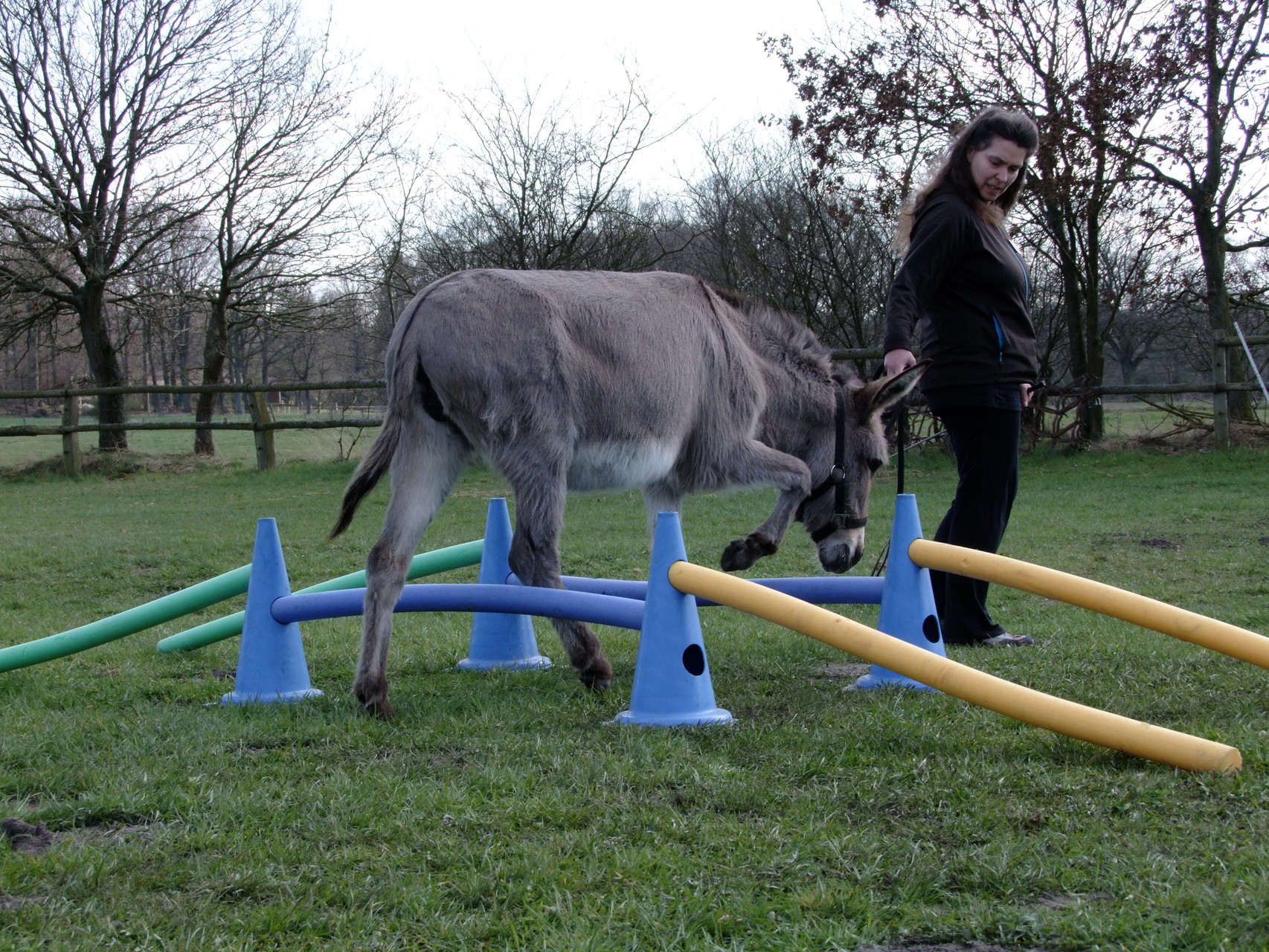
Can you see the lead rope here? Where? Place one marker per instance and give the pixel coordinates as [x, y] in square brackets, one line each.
[900, 441]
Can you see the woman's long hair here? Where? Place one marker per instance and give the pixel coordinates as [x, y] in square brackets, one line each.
[954, 170]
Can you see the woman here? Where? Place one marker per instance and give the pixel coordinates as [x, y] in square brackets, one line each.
[967, 289]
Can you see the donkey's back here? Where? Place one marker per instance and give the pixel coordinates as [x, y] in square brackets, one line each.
[613, 371]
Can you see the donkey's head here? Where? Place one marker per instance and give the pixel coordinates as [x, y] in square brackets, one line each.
[843, 460]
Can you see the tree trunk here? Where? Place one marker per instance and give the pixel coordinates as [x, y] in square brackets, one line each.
[215, 352]
[103, 361]
[1225, 404]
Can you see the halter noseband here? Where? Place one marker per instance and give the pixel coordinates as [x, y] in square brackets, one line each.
[835, 481]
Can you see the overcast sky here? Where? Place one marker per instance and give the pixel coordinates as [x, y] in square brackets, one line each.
[695, 59]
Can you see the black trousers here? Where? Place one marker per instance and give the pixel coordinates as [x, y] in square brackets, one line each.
[985, 443]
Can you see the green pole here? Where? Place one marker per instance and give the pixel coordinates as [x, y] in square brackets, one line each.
[117, 626]
[424, 564]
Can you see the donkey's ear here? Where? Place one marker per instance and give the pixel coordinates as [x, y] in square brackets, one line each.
[884, 393]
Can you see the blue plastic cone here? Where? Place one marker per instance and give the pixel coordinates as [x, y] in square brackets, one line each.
[672, 675]
[272, 666]
[906, 599]
[501, 640]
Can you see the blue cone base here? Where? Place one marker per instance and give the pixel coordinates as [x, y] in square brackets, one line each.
[713, 715]
[274, 697]
[672, 686]
[515, 664]
[884, 678]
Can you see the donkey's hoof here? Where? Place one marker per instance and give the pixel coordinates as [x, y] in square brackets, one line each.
[736, 556]
[597, 675]
[375, 701]
[744, 553]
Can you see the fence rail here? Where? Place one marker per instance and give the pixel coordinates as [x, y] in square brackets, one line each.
[263, 424]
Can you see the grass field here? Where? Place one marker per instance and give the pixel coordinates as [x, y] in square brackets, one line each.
[501, 811]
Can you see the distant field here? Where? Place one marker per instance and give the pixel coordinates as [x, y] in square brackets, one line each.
[1123, 420]
[231, 446]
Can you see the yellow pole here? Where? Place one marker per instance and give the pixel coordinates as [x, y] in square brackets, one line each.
[1127, 605]
[1046, 711]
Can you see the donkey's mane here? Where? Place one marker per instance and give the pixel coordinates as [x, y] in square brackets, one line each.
[781, 337]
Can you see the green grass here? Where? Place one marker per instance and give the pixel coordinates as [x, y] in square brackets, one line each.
[231, 446]
[501, 811]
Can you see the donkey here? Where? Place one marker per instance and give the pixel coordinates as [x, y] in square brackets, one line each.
[603, 380]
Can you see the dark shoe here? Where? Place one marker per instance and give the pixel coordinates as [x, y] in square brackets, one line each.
[1006, 640]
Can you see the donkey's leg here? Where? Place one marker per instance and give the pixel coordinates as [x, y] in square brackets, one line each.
[535, 558]
[756, 463]
[428, 460]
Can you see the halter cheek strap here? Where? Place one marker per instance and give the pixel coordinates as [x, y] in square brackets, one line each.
[835, 481]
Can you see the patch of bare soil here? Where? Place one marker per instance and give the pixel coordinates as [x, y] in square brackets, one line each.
[25, 838]
[841, 669]
[9, 904]
[33, 840]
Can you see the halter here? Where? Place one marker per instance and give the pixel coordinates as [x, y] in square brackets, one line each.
[835, 481]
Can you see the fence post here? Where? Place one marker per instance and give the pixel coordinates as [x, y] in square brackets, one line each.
[71, 458]
[266, 456]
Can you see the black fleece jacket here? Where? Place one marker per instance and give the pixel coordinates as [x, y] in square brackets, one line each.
[967, 287]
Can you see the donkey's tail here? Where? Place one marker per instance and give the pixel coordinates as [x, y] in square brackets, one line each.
[377, 461]
[373, 465]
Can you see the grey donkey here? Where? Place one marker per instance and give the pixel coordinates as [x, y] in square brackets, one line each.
[603, 380]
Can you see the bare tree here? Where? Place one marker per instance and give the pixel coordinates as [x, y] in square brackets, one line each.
[1209, 147]
[546, 186]
[104, 147]
[765, 228]
[298, 151]
[893, 91]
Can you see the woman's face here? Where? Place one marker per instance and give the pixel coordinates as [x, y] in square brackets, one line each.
[995, 167]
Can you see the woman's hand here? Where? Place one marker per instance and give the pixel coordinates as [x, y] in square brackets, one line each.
[899, 361]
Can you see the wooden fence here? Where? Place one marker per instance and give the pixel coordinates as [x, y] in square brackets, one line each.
[264, 425]
[262, 422]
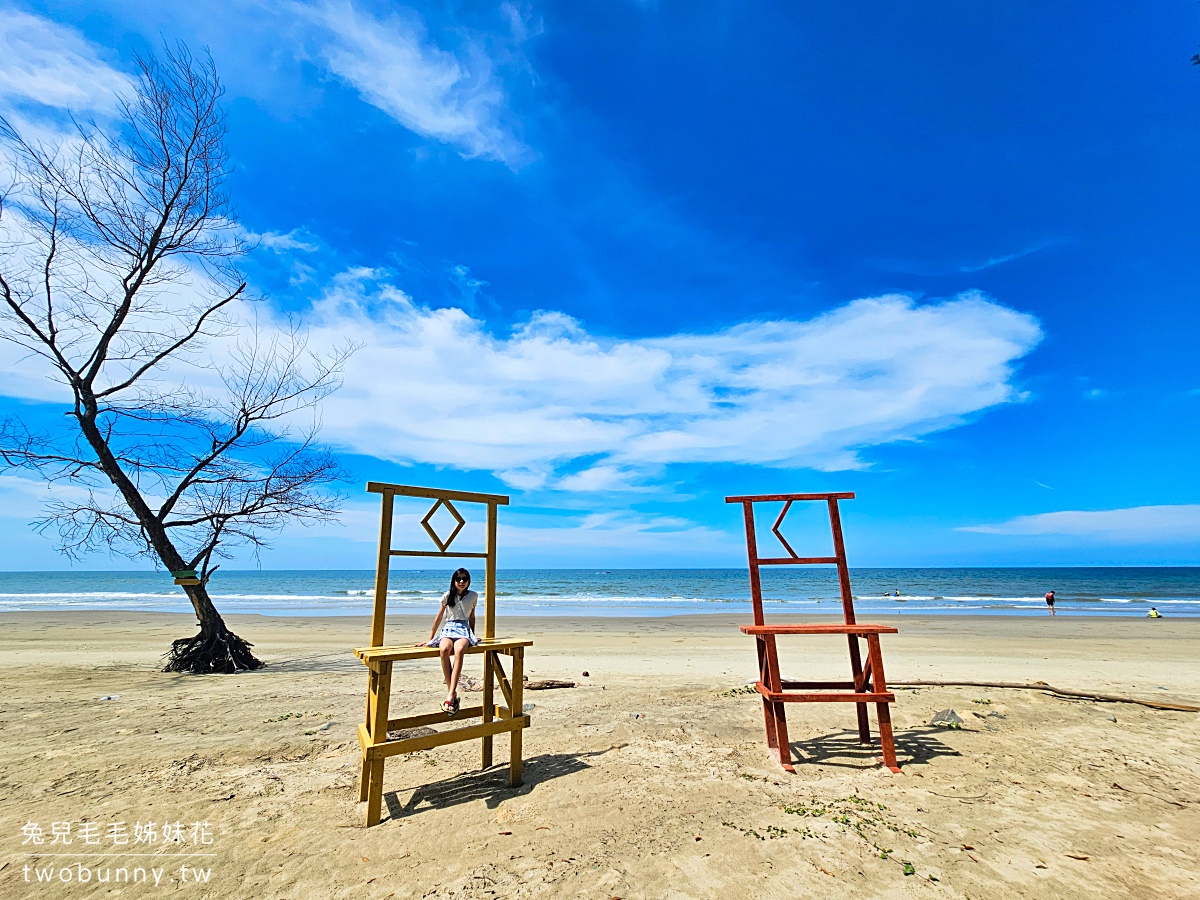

# # # # # # #

Work to complete: Find every line in the records that contains the word "blue", with case counting, and copy each of those lines.

Final answer:
Can you see the blue plastic cone here? Where? Place one marker per instance and give the pixel coordinates as [x, y] in square brackets, one line each.
Can you see the blue cone base here? Where? Place one marker per instance and give the pixel coordinates as [x, y] in square brackets, one line each.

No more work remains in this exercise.